Set the records down again, exactly, without their images.

····················

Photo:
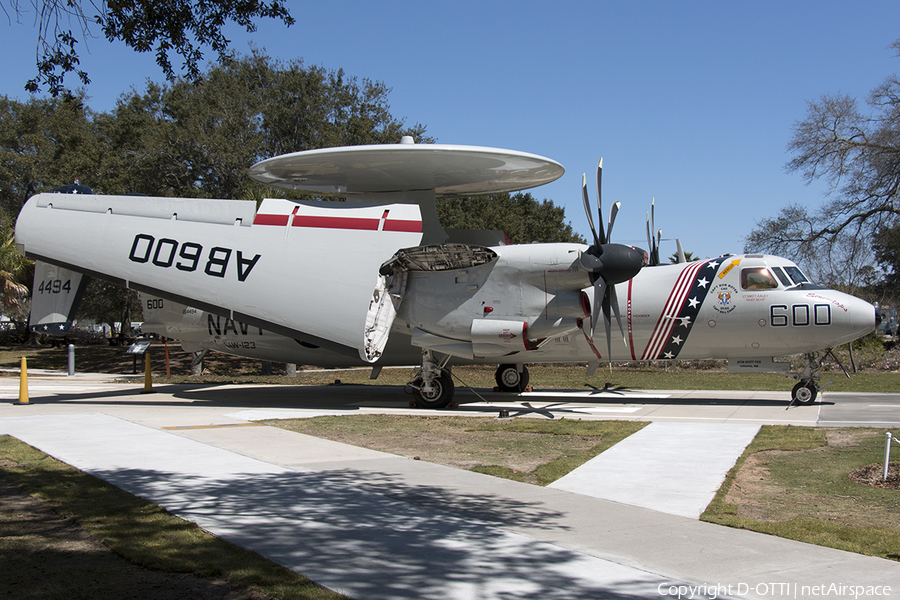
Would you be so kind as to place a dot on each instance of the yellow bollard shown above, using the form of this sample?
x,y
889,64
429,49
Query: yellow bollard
x,y
148,377
23,383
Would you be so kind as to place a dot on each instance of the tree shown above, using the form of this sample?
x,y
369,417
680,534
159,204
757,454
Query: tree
x,y
887,252
178,26
198,138
44,143
858,154
520,216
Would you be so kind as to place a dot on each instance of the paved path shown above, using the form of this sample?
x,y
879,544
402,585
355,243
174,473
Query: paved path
x,y
381,526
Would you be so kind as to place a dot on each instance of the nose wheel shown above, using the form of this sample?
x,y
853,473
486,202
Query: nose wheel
x,y
805,392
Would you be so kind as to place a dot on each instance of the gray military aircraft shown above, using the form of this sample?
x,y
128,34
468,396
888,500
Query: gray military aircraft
x,y
332,283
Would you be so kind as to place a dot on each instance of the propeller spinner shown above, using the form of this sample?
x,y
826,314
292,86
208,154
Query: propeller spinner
x,y
606,263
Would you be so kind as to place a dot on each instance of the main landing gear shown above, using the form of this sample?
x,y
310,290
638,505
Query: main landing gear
x,y
511,378
433,386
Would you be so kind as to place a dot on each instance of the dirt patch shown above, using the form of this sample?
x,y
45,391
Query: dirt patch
x,y
753,491
874,475
49,556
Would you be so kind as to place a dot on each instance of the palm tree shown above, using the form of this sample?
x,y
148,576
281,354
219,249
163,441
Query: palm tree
x,y
14,269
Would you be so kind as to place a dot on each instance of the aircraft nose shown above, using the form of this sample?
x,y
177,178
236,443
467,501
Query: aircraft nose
x,y
863,316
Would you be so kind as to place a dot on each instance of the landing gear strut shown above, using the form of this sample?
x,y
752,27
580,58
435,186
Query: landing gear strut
x,y
806,390
433,385
512,378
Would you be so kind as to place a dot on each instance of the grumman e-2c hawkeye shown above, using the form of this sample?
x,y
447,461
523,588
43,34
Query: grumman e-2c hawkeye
x,y
341,279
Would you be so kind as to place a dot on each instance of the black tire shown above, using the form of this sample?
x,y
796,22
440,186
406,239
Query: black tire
x,y
441,395
509,379
805,392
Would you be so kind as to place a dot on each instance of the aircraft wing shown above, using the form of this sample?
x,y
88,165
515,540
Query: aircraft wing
x,y
55,297
305,270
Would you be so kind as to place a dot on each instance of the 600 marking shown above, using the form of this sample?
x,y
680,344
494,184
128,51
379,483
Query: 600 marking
x,y
188,256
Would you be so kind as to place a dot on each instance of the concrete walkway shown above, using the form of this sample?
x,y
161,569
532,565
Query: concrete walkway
x,y
376,525
675,468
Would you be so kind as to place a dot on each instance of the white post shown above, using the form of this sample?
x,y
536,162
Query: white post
x,y
887,454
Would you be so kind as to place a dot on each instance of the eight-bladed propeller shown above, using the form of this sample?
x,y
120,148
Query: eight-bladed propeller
x,y
606,263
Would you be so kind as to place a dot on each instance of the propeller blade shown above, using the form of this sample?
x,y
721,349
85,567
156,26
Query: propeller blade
x,y
603,240
599,295
649,239
612,217
656,247
587,208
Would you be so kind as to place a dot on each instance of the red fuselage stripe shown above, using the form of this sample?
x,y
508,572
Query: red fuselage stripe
x,y
353,223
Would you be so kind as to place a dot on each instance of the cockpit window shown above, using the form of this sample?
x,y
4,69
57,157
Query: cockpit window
x,y
782,277
757,278
796,274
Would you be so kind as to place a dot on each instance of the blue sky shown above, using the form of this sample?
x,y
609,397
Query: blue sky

····················

Answer space:
Photo:
Would you be so kind as to place a dot on each instance of the yellow bollard shown above, using the form of this sample?
x,y
889,64
429,49
Query: yellow bollard
x,y
148,377
23,383
Would you be so kind as to place a dot on each instance of the tree shown above, using the form of this sample?
x,y
369,417
680,534
159,204
757,454
Query: tree
x,y
887,252
178,26
198,138
44,143
858,154
520,216
Would you be so kind as to place a dot on each instance of the paved path shown above, using the form of this sample?
x,y
879,544
402,585
355,243
174,473
Query: paved path
x,y
381,526
Would you be so kind as to place a dot on each instance of the nose wheel shown above, using the form of this sample?
x,y
853,473
486,202
Query: nose wheel
x,y
805,392
Would you be so kind as to place a dot on each instance of the gray military aircraft shown above, using the form of this sample?
x,y
128,34
468,396
888,500
Query: gray military aircraft
x,y
332,283
Would you be so kind as to place a dot on each instance of the propeller spinner shown above, using the form of this sample?
x,y
826,314
292,86
208,154
Query: propeller spinner
x,y
606,263
Would you be so kind as to place a dot on each instance of the main landing gear shown above, using the form of this sample?
x,y
310,290
638,505
Query: main landing gear
x,y
511,378
433,386
Would you be so kind as to place a dot on each instance of the dirt patch shown above, using the form of this sample?
x,y
45,391
Query: dirt patch
x,y
753,491
874,475
49,556
Would you be so kind as to place a dot on each instance of the palm tree shown above, using the form of this sample?
x,y
148,576
281,354
219,249
163,441
Query: palm tree
x,y
14,269
Would you be so kind as to place a dot on each instance of the aircraft nose shown above, using the form of this sample?
x,y
177,178
236,443
467,501
Query: aircraft nose
x,y
863,316
Would you be so kind as to place a dot on each instance of the landing gear strut shown above, using the form of this sample?
x,y
752,27
580,58
435,186
Query: landing gear strut
x,y
806,390
433,385
512,378
Would you be so kind as to place a dot on each instance of the grumman e-2c hawkeye shown above, using the form of this sample?
x,y
447,461
523,588
43,34
Query: grumman e-2c hawkeye
x,y
341,279
Would you be so kind as to place a dot on each instance of the black tire shown above, using the form of this sample?
x,y
796,22
440,186
406,239
Query: black tire
x,y
441,395
509,379
805,392
Would you be so kind as to place a dot on each instance of the aircraft wing shown above, using the form of this sample?
x,y
88,165
515,540
Query: aircraft wing
x,y
55,297
305,270
Would you be so kind as to place a dot on each instance of the 600 marking shown above, using the form of this sample?
x,y
680,344
494,184
128,51
379,483
Query: 600 marking
x,y
188,256
Would you be so kind as to place a dot on each instance of the concrete walkway shown above, using the form of this sample?
x,y
161,569
532,565
Query: concrete walkway
x,y
376,525
675,468
Would you be so kind as to place a dot on each instance of the white post shown above, using the form of this sample?
x,y
536,162
Query: white post
x,y
887,454
Would you be so kind as to place a dot on each instance of the eight-bladed propeller shown above, using the form of this sample?
x,y
120,148
Query: eight-bladed propeller
x,y
606,263
Would you be so kind as to place a dot on each instance of the propeller blade shown above, using the form of this sample?
x,y
721,349
85,567
156,26
Query: propeller blade
x,y
603,240
599,295
649,239
612,217
656,247
587,208
Would you be so kind as to place a dot on each instance of the red fuselage stripe shown above, using the form of this sample?
x,y
508,572
Query: red fuselage stripe
x,y
353,223
Would you be so kind as to place a dot on each instance of the cockpit window shown above, using the form of this sample?
x,y
4,69
57,157
Query: cockpit window
x,y
782,277
757,278
796,274
Would you be so kind as to place a dot on each instance of the blue sky shown above, using the form of this sample?
x,y
609,397
Query: blue sky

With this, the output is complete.